Set exercise: Present every line of the records below as a Markdown table with the columns Row and Line, numbering each row and omitting blank lines.

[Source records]
┏━━

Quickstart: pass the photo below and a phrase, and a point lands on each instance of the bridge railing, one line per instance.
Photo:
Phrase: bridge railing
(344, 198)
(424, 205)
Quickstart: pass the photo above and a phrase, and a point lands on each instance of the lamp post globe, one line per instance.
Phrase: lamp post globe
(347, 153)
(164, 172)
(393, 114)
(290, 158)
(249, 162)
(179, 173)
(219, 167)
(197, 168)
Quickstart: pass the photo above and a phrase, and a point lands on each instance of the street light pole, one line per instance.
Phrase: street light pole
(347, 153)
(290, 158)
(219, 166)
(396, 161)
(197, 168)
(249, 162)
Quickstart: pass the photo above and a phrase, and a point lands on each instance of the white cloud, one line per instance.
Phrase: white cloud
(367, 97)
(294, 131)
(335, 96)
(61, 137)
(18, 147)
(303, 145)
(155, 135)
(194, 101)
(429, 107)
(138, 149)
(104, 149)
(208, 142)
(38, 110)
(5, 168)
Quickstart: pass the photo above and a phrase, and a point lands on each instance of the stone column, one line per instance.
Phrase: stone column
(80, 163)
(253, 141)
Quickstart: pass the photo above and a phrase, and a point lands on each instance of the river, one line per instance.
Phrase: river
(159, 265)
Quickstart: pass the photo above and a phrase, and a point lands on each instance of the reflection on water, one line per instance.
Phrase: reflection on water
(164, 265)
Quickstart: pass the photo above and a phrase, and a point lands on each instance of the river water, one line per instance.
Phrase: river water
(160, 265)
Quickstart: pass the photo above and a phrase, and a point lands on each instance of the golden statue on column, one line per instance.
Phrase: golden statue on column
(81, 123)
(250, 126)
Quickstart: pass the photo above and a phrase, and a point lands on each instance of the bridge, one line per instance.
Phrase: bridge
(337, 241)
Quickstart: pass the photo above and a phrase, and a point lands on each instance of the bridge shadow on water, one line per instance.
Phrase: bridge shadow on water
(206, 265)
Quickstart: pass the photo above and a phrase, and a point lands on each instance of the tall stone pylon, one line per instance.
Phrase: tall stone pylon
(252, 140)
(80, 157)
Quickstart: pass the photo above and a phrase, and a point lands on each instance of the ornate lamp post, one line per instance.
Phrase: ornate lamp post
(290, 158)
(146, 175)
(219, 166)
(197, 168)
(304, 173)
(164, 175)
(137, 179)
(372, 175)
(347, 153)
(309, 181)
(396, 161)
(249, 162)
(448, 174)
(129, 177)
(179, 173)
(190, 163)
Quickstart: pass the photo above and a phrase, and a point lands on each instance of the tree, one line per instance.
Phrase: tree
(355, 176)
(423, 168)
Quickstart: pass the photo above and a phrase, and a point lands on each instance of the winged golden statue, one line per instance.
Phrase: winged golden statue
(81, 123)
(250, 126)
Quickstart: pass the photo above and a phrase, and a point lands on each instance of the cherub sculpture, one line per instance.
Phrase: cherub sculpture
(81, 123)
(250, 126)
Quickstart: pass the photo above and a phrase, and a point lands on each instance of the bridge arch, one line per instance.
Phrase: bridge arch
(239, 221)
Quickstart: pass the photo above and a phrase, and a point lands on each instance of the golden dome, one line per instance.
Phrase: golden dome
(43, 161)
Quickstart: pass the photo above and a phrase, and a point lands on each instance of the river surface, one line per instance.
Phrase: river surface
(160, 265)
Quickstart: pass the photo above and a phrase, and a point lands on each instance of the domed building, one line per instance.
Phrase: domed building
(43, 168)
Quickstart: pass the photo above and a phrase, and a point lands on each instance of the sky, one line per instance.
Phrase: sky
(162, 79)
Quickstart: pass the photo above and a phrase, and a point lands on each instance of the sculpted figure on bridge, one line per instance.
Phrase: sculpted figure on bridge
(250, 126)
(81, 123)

┗━━

Correct output:
| Row | Line |
|---|---|
| 1 | Quickstart: pass the photo below and a phrase, and a point lands on each instance of the bridge railing, one line per instance. |
| 2 | Photo: |
| 3 | Phrase: bridge railing |
| 4 | (344, 198) |
| 5 | (424, 205) |
| 6 | Quickstart: pass the photo above and a phrase, and a point lands on each instance of the lamp post globe, one line per instance. |
| 7 | Phrase: lamp post globe |
| 8 | (347, 153) |
| 9 | (164, 172) |
| 10 | (393, 114) |
| 11 | (290, 158) |
| 12 | (249, 162) |
| 13 | (179, 173) |
| 14 | (219, 167) |
| 15 | (197, 168) |
| 16 | Quickstart: pass the photo above and a phrase, and a point lands on each instance of the street light pole, one line per instance. |
| 17 | Phrase: street light pole |
| 18 | (347, 153) |
| 19 | (290, 158) |
| 20 | (219, 166) |
| 21 | (396, 161) |
| 22 | (197, 168) |
| 23 | (249, 162) |
| 24 | Quickstart: pass the photo above and a phrase, and a point lands on each instance of the white cloud, one line per instance. |
| 25 | Phrase: white cloud |
| 26 | (367, 97) |
| 27 | (294, 131) |
| 28 | (335, 96) |
| 29 | (61, 137) |
| 30 | (18, 147) |
| 31 | (303, 145) |
| 32 | (155, 135) |
| 33 | (194, 101) |
| 34 | (429, 107) |
| 35 | (138, 149) |
| 36 | (104, 149) |
| 37 | (208, 142) |
| 38 | (38, 110) |
| 39 | (5, 168) |
| 40 | Quickstart: pass the photo above and a phrase, and a point lands on each instance of the stone column, one line per instance. |
| 41 | Phrase: stone column |
| 42 | (80, 163) |
| 43 | (253, 141) |
| 44 | Quickstart: pass the photo above and a phrase, and a point lands on each instance of the river, one line per instance. |
| 45 | Phrase: river |
| 46 | (159, 265) |
| 47 | Quickstart: pass the photo above and a phrase, and a point lands on each instance of the reflection on water, one line per instance. |
| 48 | Phrase: reflection on water |
| 49 | (164, 265) |
| 50 | Quickstart: pass the photo above and a phrase, and a point lands on each instance of the river water, one line per instance. |
| 51 | Phrase: river water |
| 52 | (160, 265) |
| 53 | Quickstart: pass the photo above and a phrase, and a point lands on each instance of the golden statue on column, one line per instance. |
| 54 | Phrase: golden statue on column |
| 55 | (81, 123) |
| 56 | (250, 126) |
| 57 | Quickstart: pass the photo above and a phrase, and a point lands on each instance of the bridge, one line per instance. |
| 58 | Phrase: bridge |
| 59 | (337, 241) |
| 60 | Quickstart: pass the photo above and a phrase, and a point lands on each instance of the bridge shadow on water, one line per instance. |
| 61 | Phrase: bridge shadow on water |
| 62 | (206, 265) |
| 63 | Quickstart: pass the photo above and a phrase, and a point lands on each instance of the tall stone pylon, one line per instance. |
| 64 | Phrase: tall stone pylon |
| 65 | (252, 140) |
| 66 | (80, 157) |
| 67 | Quickstart: pass the photo above and a phrase, and a point lands on each instance of the ornate lamp post, one line per instance. |
| 68 | Phrase: ornate lamp post |
| 69 | (290, 158) |
| 70 | (146, 175) |
| 71 | (219, 166) |
| 72 | (197, 168) |
| 73 | (304, 173) |
| 74 | (164, 175) |
| 75 | (137, 179) |
| 76 | (372, 175) |
| 77 | (347, 153) |
| 78 | (309, 181) |
| 79 | (396, 161) |
| 80 | (249, 162) |
| 81 | (448, 174) |
| 82 | (129, 177) |
| 83 | (179, 173) |
| 84 | (190, 163) |
| 85 | Quickstart: pass the photo above and a phrase, and a point lands on each instance of the tree, one line per instance. |
| 86 | Phrase: tree |
| 87 | (355, 176) |
| 88 | (423, 168) |
| 89 | Quickstart: pass the photo above and a phrase, and a point lands on each instance of the winged golden statue, one line per instance. |
| 90 | Phrase: winged golden statue |
| 91 | (81, 123) |
| 92 | (250, 126) |
| 93 | Quickstart: pass the photo above and a phrase, and a point lands on each instance of the cherub sculpture, one line per instance. |
| 94 | Phrase: cherub sculpture |
| 95 | (81, 123) |
| 96 | (250, 126) |
| 97 | Quickstart: pass the photo above and a phrase, and a point lands on each instance of the bridge arch, one line per instance. |
| 98 | Phrase: bridge arch |
| 99 | (239, 221) |
| 100 | Quickstart: pass the photo above and a phrase, and a point lands on each instance of the golden dome, one line per instance. |
| 101 | Phrase: golden dome |
| 102 | (43, 161) |
| 103 | Quickstart: pass the photo above and a phrase, and a point lands on each instance of the river surface, one line per instance. |
| 104 | Phrase: river surface |
| 105 | (160, 265) |
| 106 | Quickstart: pass the photo above and a phrase, and a point lands on each instance of the domed building, one line per instance. |
| 107 | Phrase: domed building |
| 108 | (43, 168) |
| 109 | Quickstart: pass the photo above and a phrase, and a point lands on each instance of the sky, one line per instance. |
| 110 | Phrase: sky |
| 111 | (162, 79) |
| 112 | Quickstart: pass the photo above and a phrase, and a point lands on each instance of the sculpted figure on bridge, one line per instance. |
| 113 | Phrase: sculpted figure on bridge |
| 114 | (250, 126) |
| 115 | (81, 123) |